> _GOAL OF THE EXERCISE_:
Copy the section of the City Council votes passage from "The Council will also vote on" up to and including "list to companies.", substituting "Sanitation Department" for "Department of Sanitation".

The Council will also vote to establish commercial waste zones throughout the City
City Hall – The New York City Council on Wednesday will vote to pass Speaker Johnson’s historic streets master plan legislation. The legislation will require the Department of Transportation to issue and implement a transportation master plan every five years. Benchmarks will be developed for each five-year plan. The plan’s goals would be to prioritize the safety of all street users, the use of mass transit, the reduction of vehicle emissions, and access for individuals with disabilities.
The Council will also vote on a package of sanitation and commercial waste legislation that will establish commercial waste zones throughout the City and regulate the trade waste industry. Through the legislation the City’s Department of Sanitation would be responsible for designating these zones and entering into agreements with as many as three private carters in each zone. Five carters will be authorized to provide containerized pickup citywide. This bill would also protect workers by requiring worker retention in the case of a merger or acquisition, and the department would make available a displaced employee list to companies.
Additionally, the Council will vote to create a specialized high school task force to address the persistent inequities in the racial and ethnic student bodies of specialized high schools. The task force will be made up of speaker and mayoral appointees and be charged with finding solutions that will help diversify schools throughout the City. Among many duties, the task force will specifically examine the current admissions system throughout New York City, including the specialized high school admissions exam.
Finally, the Council will vote on a series of animal rights bills including legislation that limits the conditions in which one can work a carriage horse and a ban on the sale of certain force-fed poultry products known as ‘foie gras.” The package of legislation also establishes an office of animal welfare.

> _EXERCISE DATA_:
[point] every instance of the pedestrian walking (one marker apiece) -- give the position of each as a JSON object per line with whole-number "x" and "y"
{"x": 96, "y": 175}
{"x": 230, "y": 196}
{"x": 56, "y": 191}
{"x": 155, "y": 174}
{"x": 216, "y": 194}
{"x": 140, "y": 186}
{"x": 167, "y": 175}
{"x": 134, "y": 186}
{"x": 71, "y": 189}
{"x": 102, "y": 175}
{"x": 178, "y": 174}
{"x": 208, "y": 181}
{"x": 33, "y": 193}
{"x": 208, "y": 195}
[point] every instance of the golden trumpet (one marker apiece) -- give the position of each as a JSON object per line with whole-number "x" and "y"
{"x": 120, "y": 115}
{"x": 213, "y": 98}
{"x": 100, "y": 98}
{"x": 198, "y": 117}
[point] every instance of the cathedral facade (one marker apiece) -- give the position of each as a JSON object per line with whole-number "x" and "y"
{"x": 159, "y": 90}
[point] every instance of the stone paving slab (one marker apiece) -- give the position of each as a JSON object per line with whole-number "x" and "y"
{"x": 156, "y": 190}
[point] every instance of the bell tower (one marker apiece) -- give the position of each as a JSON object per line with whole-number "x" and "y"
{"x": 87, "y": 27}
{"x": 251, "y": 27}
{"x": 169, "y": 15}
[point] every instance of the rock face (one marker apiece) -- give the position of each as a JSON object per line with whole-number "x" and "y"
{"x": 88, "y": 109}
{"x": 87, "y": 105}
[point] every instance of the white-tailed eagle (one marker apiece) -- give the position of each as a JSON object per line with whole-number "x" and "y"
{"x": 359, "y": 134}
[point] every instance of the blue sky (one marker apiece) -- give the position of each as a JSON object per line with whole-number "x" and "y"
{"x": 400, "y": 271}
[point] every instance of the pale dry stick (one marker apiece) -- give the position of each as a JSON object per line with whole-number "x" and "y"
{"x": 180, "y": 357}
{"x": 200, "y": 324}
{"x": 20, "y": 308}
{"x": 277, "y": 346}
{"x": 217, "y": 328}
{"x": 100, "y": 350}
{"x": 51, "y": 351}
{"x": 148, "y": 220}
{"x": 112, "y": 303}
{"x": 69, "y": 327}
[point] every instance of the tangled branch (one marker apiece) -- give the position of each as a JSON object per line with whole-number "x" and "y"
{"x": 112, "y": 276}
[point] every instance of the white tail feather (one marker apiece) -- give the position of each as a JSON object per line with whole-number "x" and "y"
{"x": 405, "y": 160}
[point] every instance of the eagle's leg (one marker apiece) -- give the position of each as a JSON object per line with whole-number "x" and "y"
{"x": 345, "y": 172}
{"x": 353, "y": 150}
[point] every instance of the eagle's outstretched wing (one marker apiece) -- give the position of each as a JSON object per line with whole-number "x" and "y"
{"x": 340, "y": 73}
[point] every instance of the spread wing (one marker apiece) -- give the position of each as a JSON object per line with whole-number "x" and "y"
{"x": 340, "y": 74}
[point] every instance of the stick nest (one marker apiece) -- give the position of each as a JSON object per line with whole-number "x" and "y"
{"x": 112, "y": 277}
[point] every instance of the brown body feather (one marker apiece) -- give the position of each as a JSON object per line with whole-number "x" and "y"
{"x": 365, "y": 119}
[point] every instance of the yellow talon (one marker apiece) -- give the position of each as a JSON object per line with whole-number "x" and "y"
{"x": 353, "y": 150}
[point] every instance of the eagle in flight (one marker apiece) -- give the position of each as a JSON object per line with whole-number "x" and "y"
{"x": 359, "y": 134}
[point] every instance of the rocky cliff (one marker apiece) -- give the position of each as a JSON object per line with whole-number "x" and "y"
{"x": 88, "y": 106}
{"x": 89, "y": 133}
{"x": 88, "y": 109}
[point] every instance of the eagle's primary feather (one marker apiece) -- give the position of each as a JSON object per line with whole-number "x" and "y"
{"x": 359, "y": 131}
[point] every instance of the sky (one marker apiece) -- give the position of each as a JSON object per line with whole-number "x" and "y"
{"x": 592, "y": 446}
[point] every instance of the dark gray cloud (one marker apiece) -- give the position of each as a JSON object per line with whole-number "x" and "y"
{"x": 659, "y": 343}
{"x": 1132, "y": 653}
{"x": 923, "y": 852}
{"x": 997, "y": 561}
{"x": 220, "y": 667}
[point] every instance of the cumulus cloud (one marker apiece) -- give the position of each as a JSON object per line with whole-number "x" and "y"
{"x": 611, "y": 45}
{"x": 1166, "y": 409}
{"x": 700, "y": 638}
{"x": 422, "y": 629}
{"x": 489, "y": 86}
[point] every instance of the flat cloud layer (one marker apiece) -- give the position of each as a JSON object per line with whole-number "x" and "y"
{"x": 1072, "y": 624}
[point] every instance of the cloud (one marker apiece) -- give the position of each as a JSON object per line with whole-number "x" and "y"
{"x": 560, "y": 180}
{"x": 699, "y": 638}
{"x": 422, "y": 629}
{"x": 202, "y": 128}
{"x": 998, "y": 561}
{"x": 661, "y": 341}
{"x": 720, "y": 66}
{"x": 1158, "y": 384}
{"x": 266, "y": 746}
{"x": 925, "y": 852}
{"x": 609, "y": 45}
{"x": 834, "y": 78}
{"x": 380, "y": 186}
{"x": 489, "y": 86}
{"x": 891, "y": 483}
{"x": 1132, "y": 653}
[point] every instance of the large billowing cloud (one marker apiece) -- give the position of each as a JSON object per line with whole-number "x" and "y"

> _ANSWER BELOW_:
The Council will also vote on a package of sanitation and commercial waste legislation that will establish commercial waste zones throughout the City and regulate the trade waste industry. Through the legislation the City’s Sanitation Department would be responsible for designating these zones and entering into agreements with as many as three private carters in each zone. Five carters will be authorized to provide containerized pickup citywide. This bill would also protect workers by requiring worker retention in the case of a merger or acquisition, and the department would make available a displaced employee list to companies.